↓

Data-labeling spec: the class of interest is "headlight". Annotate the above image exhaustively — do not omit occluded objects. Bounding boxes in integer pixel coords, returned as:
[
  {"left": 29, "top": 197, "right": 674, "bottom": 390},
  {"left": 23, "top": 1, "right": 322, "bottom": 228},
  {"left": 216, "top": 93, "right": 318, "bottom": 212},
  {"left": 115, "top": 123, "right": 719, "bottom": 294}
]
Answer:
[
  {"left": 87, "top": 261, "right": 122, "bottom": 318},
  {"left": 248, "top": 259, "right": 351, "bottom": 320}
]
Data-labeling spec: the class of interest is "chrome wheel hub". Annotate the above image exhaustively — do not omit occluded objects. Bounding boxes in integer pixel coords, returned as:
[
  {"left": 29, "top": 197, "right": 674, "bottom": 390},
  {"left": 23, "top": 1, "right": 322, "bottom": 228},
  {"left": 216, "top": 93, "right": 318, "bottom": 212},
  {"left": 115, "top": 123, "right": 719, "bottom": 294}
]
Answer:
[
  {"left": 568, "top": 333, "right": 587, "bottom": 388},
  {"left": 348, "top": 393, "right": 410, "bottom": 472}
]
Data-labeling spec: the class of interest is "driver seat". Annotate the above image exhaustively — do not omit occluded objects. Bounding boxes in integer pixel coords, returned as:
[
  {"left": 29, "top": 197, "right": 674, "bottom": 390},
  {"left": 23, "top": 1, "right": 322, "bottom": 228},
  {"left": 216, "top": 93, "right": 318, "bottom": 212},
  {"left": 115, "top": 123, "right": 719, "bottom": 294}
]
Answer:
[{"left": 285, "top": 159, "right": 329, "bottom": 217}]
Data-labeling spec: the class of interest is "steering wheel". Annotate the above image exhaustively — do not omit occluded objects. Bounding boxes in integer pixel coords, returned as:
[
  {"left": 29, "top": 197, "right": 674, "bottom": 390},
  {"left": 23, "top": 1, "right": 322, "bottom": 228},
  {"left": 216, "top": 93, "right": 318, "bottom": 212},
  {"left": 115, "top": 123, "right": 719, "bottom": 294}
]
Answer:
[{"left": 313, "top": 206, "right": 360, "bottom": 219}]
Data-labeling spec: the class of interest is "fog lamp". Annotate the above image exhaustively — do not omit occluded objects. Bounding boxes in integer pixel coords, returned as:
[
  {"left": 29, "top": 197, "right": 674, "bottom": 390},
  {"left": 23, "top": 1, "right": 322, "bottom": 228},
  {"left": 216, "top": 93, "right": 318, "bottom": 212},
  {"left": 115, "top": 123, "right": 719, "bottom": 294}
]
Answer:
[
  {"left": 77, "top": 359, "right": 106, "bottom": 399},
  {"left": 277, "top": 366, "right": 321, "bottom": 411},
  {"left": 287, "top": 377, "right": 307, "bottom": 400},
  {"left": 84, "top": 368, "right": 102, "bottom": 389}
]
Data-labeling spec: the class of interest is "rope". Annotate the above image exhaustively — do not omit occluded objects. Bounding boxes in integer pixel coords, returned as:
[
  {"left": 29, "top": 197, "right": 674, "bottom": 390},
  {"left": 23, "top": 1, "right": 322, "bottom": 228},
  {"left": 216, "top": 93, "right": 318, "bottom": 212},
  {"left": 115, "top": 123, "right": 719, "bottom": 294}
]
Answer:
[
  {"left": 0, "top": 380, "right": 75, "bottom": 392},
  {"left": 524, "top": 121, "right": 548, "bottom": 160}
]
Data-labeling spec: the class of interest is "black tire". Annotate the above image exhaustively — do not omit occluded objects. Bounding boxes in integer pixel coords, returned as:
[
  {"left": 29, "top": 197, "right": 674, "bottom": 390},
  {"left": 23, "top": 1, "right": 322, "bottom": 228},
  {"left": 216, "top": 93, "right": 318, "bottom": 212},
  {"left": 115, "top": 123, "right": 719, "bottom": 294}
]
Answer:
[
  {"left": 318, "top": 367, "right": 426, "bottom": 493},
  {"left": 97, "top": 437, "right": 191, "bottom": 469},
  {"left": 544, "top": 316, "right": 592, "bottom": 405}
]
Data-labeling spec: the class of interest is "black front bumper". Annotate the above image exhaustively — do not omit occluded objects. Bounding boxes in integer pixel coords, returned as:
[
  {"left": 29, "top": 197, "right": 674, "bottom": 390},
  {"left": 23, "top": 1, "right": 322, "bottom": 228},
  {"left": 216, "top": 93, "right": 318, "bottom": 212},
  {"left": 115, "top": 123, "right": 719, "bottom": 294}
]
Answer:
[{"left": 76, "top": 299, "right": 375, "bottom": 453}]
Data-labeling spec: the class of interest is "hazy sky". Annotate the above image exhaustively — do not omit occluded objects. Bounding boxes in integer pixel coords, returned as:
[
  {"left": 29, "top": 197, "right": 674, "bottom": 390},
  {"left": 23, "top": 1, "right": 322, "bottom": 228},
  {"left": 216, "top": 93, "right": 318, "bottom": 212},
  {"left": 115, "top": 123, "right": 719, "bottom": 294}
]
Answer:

↑

Exercise brief
For the listing above, say how many lines hold the word "wheel". Nothing but the number is needed.

Answer box
2